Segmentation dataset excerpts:
[Begin]

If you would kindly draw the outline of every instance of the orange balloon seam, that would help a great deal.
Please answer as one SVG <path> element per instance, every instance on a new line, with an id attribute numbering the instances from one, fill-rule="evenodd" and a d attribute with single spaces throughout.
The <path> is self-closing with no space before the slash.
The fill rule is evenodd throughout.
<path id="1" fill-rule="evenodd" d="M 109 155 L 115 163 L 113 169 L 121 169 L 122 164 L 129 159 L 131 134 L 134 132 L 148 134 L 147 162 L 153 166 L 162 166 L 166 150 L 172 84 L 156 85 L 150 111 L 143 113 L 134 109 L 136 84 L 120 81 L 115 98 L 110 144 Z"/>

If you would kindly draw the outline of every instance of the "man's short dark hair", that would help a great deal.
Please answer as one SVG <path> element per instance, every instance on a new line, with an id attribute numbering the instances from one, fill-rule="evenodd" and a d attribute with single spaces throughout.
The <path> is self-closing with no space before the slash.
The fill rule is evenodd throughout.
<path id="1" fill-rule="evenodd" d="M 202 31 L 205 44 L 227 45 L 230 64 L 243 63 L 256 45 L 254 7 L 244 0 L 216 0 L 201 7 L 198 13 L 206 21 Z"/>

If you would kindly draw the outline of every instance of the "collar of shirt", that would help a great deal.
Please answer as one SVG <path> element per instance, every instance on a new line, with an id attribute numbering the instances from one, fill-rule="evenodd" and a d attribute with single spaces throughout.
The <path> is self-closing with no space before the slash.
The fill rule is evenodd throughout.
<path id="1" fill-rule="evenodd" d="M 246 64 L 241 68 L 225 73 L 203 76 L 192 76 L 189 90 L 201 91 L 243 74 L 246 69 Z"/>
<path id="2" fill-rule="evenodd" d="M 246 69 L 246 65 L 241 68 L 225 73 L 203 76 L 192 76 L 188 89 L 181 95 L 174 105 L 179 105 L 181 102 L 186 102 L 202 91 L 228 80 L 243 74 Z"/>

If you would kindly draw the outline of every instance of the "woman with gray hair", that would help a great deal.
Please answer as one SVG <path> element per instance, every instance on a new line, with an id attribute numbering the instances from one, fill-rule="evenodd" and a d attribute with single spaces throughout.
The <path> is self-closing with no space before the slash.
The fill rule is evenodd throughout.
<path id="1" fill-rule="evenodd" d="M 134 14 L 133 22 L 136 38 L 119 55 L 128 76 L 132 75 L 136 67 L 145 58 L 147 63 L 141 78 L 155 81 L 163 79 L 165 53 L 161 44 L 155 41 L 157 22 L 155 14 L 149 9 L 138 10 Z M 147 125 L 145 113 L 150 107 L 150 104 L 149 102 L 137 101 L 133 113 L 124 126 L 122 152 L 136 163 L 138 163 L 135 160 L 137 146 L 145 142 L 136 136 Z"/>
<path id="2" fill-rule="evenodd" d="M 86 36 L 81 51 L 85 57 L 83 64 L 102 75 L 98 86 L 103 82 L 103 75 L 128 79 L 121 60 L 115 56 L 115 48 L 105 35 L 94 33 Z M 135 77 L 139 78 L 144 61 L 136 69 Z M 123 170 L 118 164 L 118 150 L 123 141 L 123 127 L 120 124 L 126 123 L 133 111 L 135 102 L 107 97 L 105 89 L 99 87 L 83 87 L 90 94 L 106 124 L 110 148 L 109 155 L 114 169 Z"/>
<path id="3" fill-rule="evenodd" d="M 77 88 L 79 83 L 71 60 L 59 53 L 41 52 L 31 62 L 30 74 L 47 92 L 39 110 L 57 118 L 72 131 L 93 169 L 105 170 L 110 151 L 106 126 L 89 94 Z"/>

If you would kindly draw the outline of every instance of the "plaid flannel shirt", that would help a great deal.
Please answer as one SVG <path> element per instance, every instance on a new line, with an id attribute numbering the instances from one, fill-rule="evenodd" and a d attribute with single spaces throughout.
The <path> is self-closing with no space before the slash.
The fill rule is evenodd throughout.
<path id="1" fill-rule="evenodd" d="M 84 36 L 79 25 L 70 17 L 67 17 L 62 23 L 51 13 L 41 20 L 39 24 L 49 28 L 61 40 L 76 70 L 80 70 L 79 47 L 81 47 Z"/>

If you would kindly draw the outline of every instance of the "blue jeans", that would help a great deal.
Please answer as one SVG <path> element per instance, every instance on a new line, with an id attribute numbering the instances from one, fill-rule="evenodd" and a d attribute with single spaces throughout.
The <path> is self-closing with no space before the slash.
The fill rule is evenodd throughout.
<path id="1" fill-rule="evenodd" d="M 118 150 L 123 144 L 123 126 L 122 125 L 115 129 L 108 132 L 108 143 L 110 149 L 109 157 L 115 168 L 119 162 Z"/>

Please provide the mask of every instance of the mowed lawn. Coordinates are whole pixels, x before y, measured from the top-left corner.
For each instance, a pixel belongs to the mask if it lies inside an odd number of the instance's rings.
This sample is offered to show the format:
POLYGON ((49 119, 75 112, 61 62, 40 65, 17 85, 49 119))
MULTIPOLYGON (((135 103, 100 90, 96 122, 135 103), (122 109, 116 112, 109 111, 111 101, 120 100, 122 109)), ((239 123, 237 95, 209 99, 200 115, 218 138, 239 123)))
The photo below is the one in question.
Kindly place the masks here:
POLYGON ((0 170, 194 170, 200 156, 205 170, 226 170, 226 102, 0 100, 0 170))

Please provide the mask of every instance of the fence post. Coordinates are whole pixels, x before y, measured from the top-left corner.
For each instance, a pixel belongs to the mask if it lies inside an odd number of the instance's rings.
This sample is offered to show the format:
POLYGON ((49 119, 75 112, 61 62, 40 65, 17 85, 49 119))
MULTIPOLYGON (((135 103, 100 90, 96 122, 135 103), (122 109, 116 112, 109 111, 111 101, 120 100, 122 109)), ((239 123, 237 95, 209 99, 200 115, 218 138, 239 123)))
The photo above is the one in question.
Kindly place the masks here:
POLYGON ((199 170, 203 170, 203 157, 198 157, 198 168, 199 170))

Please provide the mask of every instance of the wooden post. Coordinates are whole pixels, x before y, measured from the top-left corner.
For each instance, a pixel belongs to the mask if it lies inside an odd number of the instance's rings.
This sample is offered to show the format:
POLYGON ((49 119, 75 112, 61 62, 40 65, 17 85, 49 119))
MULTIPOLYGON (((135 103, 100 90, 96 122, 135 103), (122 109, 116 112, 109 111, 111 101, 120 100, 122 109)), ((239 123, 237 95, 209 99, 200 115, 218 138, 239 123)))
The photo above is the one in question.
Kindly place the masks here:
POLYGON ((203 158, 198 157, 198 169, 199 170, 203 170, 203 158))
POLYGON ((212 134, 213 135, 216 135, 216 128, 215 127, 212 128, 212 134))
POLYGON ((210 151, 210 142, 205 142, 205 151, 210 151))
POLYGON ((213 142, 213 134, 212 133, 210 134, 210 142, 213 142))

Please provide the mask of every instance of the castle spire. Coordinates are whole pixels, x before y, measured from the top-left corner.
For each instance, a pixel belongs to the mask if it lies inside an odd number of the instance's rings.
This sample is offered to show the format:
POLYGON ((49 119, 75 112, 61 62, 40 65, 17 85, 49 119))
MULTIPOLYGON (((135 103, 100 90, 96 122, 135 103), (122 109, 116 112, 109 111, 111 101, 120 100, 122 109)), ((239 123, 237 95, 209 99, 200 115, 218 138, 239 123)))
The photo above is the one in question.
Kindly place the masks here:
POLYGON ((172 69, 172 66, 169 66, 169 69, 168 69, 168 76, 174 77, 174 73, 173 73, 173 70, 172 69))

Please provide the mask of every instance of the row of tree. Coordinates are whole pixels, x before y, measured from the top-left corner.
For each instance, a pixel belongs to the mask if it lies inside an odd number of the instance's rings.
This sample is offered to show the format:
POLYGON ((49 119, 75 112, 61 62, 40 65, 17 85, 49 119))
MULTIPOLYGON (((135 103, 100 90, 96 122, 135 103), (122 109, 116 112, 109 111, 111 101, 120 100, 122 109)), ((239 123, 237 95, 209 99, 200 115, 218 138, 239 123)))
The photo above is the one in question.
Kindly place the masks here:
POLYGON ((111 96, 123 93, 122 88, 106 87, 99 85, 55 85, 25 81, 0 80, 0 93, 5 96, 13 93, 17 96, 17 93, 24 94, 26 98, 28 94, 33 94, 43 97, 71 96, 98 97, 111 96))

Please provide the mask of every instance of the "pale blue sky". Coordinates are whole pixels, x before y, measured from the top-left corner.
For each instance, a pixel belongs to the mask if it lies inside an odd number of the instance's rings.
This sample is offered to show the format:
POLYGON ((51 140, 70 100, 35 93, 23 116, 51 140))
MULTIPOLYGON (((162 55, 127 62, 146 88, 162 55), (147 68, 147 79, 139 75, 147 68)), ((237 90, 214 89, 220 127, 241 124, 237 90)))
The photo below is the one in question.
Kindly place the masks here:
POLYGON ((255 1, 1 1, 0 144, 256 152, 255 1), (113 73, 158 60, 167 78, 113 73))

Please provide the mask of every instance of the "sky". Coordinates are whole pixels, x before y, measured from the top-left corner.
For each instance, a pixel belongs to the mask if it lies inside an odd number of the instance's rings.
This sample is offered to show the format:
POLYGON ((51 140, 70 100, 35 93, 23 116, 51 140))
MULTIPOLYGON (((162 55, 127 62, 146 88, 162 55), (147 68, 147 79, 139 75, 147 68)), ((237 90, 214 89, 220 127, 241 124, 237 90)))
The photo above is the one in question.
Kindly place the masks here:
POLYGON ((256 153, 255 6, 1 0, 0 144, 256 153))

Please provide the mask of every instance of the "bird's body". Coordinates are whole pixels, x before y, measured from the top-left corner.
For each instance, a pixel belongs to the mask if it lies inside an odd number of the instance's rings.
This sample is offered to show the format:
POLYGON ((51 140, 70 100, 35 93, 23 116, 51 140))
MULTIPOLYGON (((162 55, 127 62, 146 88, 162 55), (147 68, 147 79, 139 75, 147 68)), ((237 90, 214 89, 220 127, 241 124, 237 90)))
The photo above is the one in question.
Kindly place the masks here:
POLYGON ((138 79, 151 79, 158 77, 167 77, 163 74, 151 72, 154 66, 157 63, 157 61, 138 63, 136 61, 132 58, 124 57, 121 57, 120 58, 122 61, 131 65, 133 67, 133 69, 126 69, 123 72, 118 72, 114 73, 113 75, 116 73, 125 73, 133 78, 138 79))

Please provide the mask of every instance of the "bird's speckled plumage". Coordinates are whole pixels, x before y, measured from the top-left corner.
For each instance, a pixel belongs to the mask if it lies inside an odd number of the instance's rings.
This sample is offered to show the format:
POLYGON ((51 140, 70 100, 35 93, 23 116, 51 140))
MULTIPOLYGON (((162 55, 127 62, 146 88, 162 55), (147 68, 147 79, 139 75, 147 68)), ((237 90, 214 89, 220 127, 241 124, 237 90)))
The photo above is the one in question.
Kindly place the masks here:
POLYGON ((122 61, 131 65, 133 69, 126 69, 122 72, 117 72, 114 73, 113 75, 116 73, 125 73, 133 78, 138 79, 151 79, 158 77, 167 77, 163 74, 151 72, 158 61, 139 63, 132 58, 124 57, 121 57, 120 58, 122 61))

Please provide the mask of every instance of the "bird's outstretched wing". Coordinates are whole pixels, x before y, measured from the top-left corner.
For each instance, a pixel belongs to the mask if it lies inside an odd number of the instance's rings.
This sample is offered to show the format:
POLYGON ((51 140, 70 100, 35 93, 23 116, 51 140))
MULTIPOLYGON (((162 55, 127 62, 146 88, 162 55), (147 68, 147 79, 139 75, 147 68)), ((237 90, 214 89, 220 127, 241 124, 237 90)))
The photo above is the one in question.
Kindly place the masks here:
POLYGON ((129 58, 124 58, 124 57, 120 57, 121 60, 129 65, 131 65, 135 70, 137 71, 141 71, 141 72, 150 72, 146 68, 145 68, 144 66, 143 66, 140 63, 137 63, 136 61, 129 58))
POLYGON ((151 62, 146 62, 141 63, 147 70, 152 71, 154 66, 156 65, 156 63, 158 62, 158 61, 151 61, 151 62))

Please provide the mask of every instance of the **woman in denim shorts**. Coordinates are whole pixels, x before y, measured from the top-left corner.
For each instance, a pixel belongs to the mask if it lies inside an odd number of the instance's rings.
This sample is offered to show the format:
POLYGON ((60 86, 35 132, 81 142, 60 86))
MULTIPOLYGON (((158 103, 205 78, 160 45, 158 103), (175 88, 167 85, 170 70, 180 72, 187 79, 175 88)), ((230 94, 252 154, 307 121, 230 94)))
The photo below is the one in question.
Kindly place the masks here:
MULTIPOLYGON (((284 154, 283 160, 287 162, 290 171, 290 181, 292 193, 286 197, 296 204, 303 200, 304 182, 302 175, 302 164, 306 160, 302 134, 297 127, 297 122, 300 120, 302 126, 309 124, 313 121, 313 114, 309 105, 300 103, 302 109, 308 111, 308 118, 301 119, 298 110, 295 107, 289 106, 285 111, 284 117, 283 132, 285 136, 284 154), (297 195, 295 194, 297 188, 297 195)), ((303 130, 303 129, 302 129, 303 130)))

[End]

_TASK INSTRUCTIONS_:
Could you render the records, from their start through the line containing "246 69 L 246", as a Markdown table with the columns Row and Line, numbering each line and leaving out blank ones?

_RESPONSE TO THE EXERCISE_:
| Row | Line |
|---|---|
| 1 | If you would kindly draw the outline of every instance of the orange balloon seam, that would help a great deal. |
| 2 | Please answer as one SVG <path> element per instance, every instance on a new line, with an id attribute numbering the instances from one, fill-rule="evenodd" and a d attribute with single spaces throughout. |
| 3 | The <path> is self-closing with no space before the slash. |
| 4 | The fill rule is evenodd throughout. |
| 5 | <path id="1" fill-rule="evenodd" d="M 109 155 L 115 163 L 113 169 L 121 169 L 122 164 L 129 159 L 131 134 L 134 132 L 148 134 L 147 162 L 153 166 L 162 166 L 166 150 L 172 84 L 156 85 L 150 111 L 143 113 L 134 109 L 136 84 L 120 81 L 115 98 L 110 144 Z"/> |
| 6 | If you would kindly draw the outline of every instance of the "man's short dark hair", that would help a great deal. |
| 7 | Please answer as one SVG <path> element per instance, every instance on a new line, with an id attribute numbering the instances from one, fill-rule="evenodd" and a d attribute with single spaces throughout. |
| 8 | The <path> is self-closing with no space before the slash. |
| 9 | The fill rule is evenodd throughout. |
| 10 | <path id="1" fill-rule="evenodd" d="M 202 31 L 205 44 L 227 45 L 230 64 L 243 63 L 256 45 L 254 7 L 244 0 L 216 0 L 201 7 L 198 13 L 206 21 Z"/> |
| 11 | If you would kindly draw the outline of every instance of the "collar of shirt", that would help a great deal. |
| 12 | Please answer as one SVG <path> element per instance, every instance on a new line, with an id attribute numbering the instances from one, fill-rule="evenodd" and a d attribute with single spaces throughout. |
| 13 | The <path> is self-closing with no space before the slash. |
| 14 | The fill rule is evenodd throughout. |
| 15 | <path id="1" fill-rule="evenodd" d="M 246 64 L 241 68 L 225 73 L 203 76 L 192 76 L 189 90 L 201 91 L 243 74 L 246 69 Z"/> |
| 16 | <path id="2" fill-rule="evenodd" d="M 246 69 L 246 65 L 241 68 L 225 73 L 203 76 L 192 76 L 188 89 L 181 95 L 174 105 L 179 105 L 181 102 L 186 102 L 202 91 L 228 80 L 243 74 Z"/> |